I'm looking for a query in django's ORM which will return the tags in which two users agree on the annotation of same tag. It would be helpful if I could supply a list of users to limit my query (if someone only believes User1 and User2 and wants to find the sample/tag pairs that only they agree on.)

+1  A: 

I think I understood what you need. This one made me think, thanks! :-)

I believe the equivalent SQL query would be something like:

select t.name, s.name, count(user_id) count_of_users
  from yourapp_annot a, yourapp_tag t, yourapp_sample s 
 where a.tag_id = t.id 
   and s.id = a.sample_id
group by t.name, s.name
having count_of_users > 1

While I try hard not to think in SQL when I'm coming up with django model navigation (it tends to get in the way); when it comes to aggregation queries it always helps me to visualize what the SQL would be.

In django we now have aggregations.

Here is what I came up with:

models.Annot.objects.select_related().values(
  'tag__name','sample__name').annotate(
  count_of_users=Count('user__id')).filter(count_of_users__gt=1)

The result set will contain the tag, the sample, and the count of users that tagged said sample with said tag.

Breaking it apart for the folks that are not used to django aggregation:

models.Annot.objects.select_related()

  • select_related() is forcing all tables related to Annot to be retrieved in the same query
  • This is what will allow me to specify tag__name and sample__name in the values() call

values('tag__name','sample__name')

  • values() is limiting the fields to retrieve to tag.name and sample.name
  • This makes sure that my aggregation on count of clients will group by just these fields

annotate(count_of_users=Count('user__id'))

**Exercises to complete**
A: In the Django aggregation answer, what does select_related() do to the tables related to Annot?
B: Continue the Django aggregation answer from the point where it stops.

**Data rows**
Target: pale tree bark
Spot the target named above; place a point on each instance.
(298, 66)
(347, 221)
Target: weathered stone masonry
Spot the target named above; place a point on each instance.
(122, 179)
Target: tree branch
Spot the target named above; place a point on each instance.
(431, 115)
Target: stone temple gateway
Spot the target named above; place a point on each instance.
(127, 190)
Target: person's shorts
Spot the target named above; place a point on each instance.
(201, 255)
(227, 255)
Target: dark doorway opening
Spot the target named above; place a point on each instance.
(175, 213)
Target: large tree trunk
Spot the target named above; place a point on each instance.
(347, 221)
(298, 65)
--
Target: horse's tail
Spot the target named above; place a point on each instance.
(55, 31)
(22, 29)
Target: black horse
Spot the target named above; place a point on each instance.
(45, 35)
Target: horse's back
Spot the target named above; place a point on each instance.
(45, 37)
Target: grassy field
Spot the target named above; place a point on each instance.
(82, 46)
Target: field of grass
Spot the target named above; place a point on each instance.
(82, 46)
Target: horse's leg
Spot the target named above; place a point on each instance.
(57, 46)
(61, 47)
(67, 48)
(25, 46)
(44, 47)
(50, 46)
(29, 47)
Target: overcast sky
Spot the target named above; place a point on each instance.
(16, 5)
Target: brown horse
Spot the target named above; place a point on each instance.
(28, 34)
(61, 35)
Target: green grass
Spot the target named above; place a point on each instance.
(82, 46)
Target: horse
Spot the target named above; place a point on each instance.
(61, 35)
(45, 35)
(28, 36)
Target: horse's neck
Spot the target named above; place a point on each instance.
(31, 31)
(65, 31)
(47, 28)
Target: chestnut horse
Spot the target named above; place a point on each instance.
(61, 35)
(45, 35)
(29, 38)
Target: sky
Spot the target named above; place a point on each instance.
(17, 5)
---
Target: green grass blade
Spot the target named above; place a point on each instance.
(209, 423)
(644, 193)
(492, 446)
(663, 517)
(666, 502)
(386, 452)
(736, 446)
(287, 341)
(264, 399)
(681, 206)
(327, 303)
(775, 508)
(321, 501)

**Answers to the exercise**
A: It forces all tables related to Annot to be retrieved in the same query.

B:
  • annotate() adds an aggregation as an extra field to a query

filter(count_of_users__gt=1)

  • And finally I filter on the aggregate count.

If you want to add an additional filter on what users should be taken into account, you need to do this:

models.Annot.objects.filter(user=[... list of users...]).select_related().values(
  'tag__name','sample__name').annotate(
  count_of_users=Count('user__id')).filter(count_of_users__gt=1)

I think that is it.


One thing... Notice that I used tag__name and sample__name in the query above. But your models do not specify that tag names and sample names are unique.

Should they be unique? Add a unique=True to the field definitions in the models.

Shouldn't they be unique? You need to replace tag__name and sample__name with tag__id and sample__id in the query above.

celopes
looks great ... with a great explanation, checking it now
JudoWill
works perfectly, couldn't have asked for anything better!
JudoWill
Happy it helped. Check my edit about uniqueness, please.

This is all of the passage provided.